## WHAT IS REQUIRED
Give the lines from the one containing "Task: point localization. Input: the photo above." through the last line as a JSON list of strings, one string per line, omitting blank lines.

## EXERCISE MATERIALS

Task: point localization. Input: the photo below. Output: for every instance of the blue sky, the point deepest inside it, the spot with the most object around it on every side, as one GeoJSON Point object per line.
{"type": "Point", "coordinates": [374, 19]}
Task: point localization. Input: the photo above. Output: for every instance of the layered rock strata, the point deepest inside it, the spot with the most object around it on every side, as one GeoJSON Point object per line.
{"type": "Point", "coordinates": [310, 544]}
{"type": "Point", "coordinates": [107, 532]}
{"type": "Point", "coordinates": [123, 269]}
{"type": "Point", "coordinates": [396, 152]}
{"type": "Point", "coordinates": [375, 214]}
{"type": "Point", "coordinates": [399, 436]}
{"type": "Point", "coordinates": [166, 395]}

## OUTPUT
[
  "Task: point localization. Input: the photo above. Output: for every instance of the layered rock strata, the point deepest inside it, the spot with the most object around it on every side, as one GeoJSON Point object per line.",
  "{\"type\": \"Point\", \"coordinates\": [310, 544]}",
  "{\"type\": \"Point\", \"coordinates\": [107, 532]}",
  "{\"type\": \"Point\", \"coordinates\": [123, 269]}",
  "{\"type\": \"Point\", \"coordinates\": [396, 152]}",
  "{\"type\": \"Point\", \"coordinates\": [375, 214]}",
  "{\"type\": \"Point\", \"coordinates\": [399, 436]}",
  "{\"type\": \"Point\", \"coordinates\": [166, 395]}"
]